● **Required actions**:
a. In the passage on the Occupy march, swap "cops" for "officers" and write out the part that begins at the words "The marchers’ presumptive" and stops after "were later dropped.)".
b. Carry on the account of the Occupy march in Lower Manhattan from the point where it stops.

>> START Given text

The marchers’ presumptive destination was either Wall Street or Zuccotti Park, though as usual with the Occupy movement, no one seemed quite sure. After more than two hours of slow-paced marching, the procession had reached an ill-defined endpoint in Lower Manhattan. Wall Street itself appeared impenetrable—the entrance was fortified with multiple layers of metal barricades manned by cops. Zuccotti Park was inaccessible, too—the plaza was brimming with police, including Deputy Inspector Johnny Cardona, who memorably sucker-punched a demonstrator in the face last October without provocation. (On April 28, Cardona yanked Katherine Bromberg, a New York Civil Liberties Union legal observer, off the sidewalk and arrested her; charges of disorderly conduct and blocking pedestrian traffic were later dropped.)

>> END Given text
>> START Records supplied

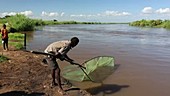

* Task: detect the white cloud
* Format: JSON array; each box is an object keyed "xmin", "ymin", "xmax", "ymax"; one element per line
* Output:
[
  {"xmin": 105, "ymin": 11, "xmax": 131, "ymax": 16},
  {"xmin": 19, "ymin": 10, "xmax": 33, "ymax": 16},
  {"xmin": 156, "ymin": 8, "xmax": 170, "ymax": 14},
  {"xmin": 142, "ymin": 7, "xmax": 154, "ymax": 14},
  {"xmin": 41, "ymin": 11, "xmax": 59, "ymax": 17}
]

>> END Records supplied

● **The answers**:
a.
The marchers’ presumptive destination was either Wall Street or Zuccotti Park, though as usual with the Occupy movement, no one seemed quite sure. After more than two hours of slow-paced marching, the procession had reached an ill-defined endpoint in Lower Manhattan. Wall Street itself appeared impenetrable—the entrance was fortified with multiple layers of metal barricades manned by officers. Zuccotti Park was inaccessible, too—the plaza was brimming with police, including Deputy Inspector Johnny Cardona, who memorably sucker-punched a demonstrator in the face last October without provocation. (On April 28, Cardona yanked Katherine Bromberg, a New York Civil Liberties Union legal observer, off the sidewalk and arrested her; charges of disorderly conduct and blocking pedestrian traffic were later dropped.)

b.
The occupiers’ public schedule contained only a coy hint of what might transpire later—there’d be an “Afterparty,” it read, at 8 p.m. For a while, though, people just lingered; May Day seemed in jeopardy of dissipating prematurely. Then, at around 8:30, a man associated with OWS Direct Action called out a sudden mic check, directing everyone within earshot to follow him immediately. He hung an abrupt left onto Bridge Street, due east, and then darted south across Water Street—in the direction, it turned out, of the Vietnam Veterans Memorial Plaza.

“Welcome to the People’s Assembly!” shouted the OWS tactician, now perched at the plaza’s entrance. He waved a yellow Occupy-themed flag to attract attention. “Come enjoy yourself.”

Within 15 or 20 minutes, hundreds of people had funneled into Vietnam Veterans Memorial Plaza, which is situated at the base of 55 Water Street, America’s second largest privately owned office building. The skyscraper’s tenants include Standard & Poor’s corporate headquarters and a branch of J.P. Morgan Chase, two facts which, when pointed out by an activist via the people’s mic, prompted sustained boos.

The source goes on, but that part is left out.